_Action item:_ Looking through the data below, work out how many lines have the word "outdoor". Reply with that number only.

(Given records Opens)

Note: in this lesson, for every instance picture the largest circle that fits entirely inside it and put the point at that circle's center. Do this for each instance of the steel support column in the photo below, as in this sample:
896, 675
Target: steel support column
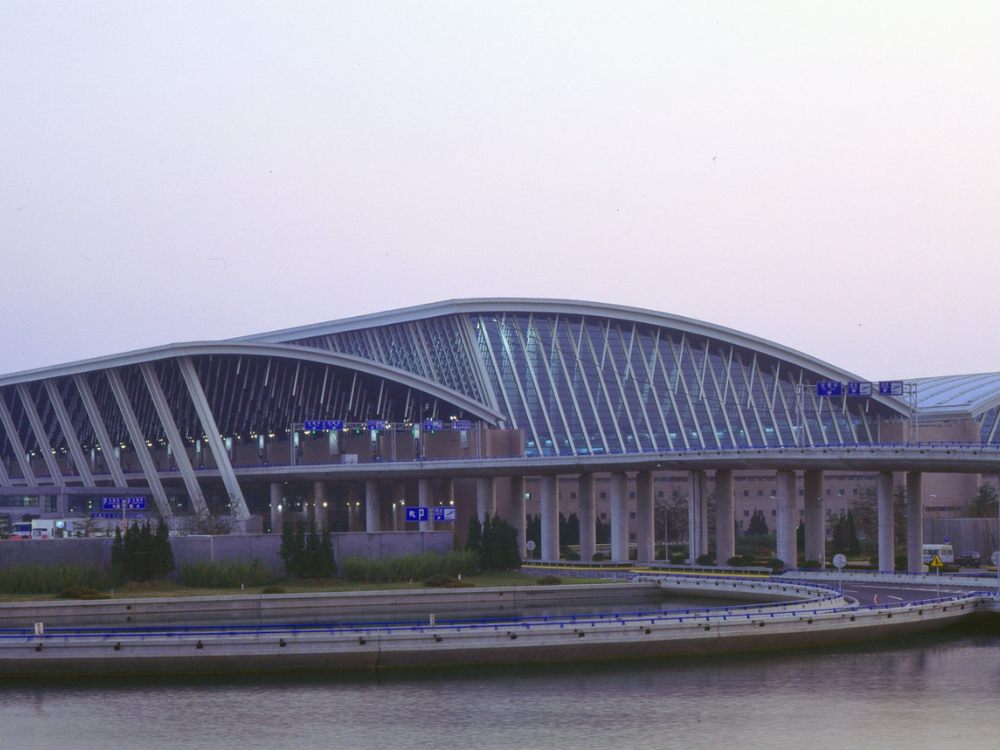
549, 503
914, 521
373, 507
619, 517
238, 504
320, 512
40, 437
139, 443
725, 517
178, 449
698, 516
644, 517
886, 524
588, 517
425, 499
486, 498
16, 444
66, 425
277, 509
100, 430
815, 517
785, 482
517, 511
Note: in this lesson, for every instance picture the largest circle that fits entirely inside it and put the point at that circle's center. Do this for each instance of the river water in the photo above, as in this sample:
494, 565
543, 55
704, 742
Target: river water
935, 692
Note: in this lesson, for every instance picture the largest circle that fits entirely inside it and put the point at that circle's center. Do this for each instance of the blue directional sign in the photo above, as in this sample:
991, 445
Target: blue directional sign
414, 515
323, 425
444, 515
859, 388
115, 503
890, 387
829, 388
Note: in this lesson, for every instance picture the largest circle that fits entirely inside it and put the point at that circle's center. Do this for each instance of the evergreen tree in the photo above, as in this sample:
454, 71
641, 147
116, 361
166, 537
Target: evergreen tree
758, 524
327, 566
287, 550
310, 562
118, 557
473, 539
164, 553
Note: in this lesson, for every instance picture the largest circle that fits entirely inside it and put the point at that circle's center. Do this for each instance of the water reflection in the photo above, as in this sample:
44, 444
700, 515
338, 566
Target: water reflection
937, 689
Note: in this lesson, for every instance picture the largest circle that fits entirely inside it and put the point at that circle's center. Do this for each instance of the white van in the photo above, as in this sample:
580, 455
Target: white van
943, 551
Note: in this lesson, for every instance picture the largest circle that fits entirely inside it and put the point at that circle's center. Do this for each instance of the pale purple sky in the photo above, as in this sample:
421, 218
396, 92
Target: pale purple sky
820, 174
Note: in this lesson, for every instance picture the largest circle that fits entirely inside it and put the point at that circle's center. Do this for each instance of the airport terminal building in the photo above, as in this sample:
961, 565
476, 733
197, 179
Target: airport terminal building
349, 422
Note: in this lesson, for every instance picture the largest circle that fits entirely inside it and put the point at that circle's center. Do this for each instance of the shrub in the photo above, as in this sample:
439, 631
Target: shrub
52, 579
307, 556
409, 567
439, 579
228, 574
81, 592
140, 554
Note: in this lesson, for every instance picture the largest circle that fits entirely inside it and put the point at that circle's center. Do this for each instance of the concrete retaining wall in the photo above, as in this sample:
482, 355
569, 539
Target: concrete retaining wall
189, 549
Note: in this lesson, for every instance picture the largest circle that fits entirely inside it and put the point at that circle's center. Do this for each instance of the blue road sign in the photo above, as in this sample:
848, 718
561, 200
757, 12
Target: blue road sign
323, 425
829, 388
414, 515
859, 388
890, 387
443, 515
115, 503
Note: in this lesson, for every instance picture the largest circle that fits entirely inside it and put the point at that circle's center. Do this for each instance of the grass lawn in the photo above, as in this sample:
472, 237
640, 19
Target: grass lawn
166, 588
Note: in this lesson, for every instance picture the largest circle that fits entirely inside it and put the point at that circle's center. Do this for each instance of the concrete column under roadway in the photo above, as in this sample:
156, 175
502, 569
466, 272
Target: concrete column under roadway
588, 517
550, 518
372, 506
425, 499
886, 524
398, 506
914, 521
785, 481
619, 517
486, 498
517, 512
815, 518
644, 517
321, 512
277, 524
698, 515
725, 517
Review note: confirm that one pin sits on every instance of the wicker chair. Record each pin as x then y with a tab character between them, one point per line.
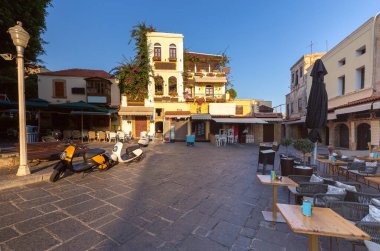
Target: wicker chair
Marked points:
372	229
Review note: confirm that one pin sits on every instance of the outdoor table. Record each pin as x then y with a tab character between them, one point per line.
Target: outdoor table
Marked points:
331	164
322	222
266	180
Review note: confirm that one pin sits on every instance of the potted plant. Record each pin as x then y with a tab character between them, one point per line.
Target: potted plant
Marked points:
286	142
304	146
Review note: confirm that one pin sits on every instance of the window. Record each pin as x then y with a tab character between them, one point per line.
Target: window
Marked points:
287	109
360	78
209	90
342	62
157	52
173	86
299	105
158	85
172	53
158	112
76	90
59	89
361	51
341	85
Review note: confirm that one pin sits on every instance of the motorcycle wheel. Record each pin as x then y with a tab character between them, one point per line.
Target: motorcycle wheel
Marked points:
58	172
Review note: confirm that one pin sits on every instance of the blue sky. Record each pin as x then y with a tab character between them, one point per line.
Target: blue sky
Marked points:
263	38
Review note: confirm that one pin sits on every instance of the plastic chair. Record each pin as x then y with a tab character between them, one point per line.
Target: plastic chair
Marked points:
102	136
112	136
91	136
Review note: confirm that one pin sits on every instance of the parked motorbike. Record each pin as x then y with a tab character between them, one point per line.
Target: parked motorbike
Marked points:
92	158
132	153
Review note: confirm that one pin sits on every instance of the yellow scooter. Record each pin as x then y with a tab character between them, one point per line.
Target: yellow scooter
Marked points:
92	158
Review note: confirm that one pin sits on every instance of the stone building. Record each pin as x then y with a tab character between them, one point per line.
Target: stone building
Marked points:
353	84
296	99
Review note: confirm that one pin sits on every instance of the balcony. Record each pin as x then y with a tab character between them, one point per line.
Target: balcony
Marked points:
202	97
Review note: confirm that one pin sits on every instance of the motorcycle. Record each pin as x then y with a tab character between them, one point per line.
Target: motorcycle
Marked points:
132	153
92	158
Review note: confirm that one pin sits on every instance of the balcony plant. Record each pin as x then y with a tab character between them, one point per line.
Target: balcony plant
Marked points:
173	93
304	146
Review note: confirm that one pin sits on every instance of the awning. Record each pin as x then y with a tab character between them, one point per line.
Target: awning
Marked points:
199	79
356	108
272	119
136	111
177	114
200	116
240	120
292	122
90	113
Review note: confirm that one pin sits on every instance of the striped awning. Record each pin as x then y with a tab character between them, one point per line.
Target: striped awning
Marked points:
136	111
238	120
200	116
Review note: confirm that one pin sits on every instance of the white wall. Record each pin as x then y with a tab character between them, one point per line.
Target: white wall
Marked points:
45	89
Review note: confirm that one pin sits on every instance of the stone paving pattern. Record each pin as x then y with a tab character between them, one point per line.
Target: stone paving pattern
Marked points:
176	198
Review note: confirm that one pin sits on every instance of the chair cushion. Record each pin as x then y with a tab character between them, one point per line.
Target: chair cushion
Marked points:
315	178
373	216
335	190
345	186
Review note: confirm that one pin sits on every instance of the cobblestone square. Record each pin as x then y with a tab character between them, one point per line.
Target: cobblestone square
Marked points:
176	198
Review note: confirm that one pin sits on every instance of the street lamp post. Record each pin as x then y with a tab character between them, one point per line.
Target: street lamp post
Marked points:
20	39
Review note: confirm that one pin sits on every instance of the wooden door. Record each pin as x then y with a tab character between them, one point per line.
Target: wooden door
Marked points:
268	132
140	125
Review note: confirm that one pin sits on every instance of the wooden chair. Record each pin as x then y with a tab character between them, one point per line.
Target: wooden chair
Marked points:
91	136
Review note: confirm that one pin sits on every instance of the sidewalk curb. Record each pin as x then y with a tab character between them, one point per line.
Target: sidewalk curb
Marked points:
21	181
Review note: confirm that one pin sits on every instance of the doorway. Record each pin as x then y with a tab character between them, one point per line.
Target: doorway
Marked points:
363	136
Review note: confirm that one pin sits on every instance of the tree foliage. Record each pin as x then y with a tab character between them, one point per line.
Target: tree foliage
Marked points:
32	15
134	74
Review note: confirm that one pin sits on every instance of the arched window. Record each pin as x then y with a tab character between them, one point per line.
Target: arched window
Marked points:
209	90
172	52
158	85
157	52
173	86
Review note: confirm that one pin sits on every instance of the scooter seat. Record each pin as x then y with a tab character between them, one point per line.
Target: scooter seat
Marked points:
80	167
93	152
130	149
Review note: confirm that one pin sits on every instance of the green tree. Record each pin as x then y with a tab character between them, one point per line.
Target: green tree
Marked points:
134	74
32	15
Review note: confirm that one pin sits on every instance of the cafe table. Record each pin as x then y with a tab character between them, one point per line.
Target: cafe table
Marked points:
322	222
266	180
332	164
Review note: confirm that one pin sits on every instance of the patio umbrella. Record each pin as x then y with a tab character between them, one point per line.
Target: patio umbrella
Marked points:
316	116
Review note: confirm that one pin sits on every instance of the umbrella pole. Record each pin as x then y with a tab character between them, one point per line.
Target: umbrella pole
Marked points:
81	131
315	152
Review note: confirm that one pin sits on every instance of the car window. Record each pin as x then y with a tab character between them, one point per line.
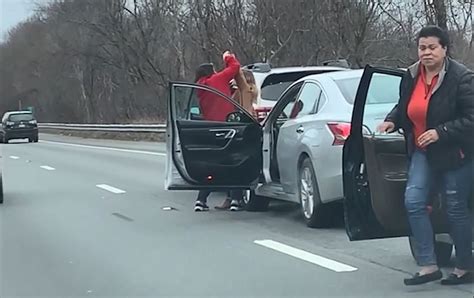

(Given records Closes)

_Output of the exercise:_ 2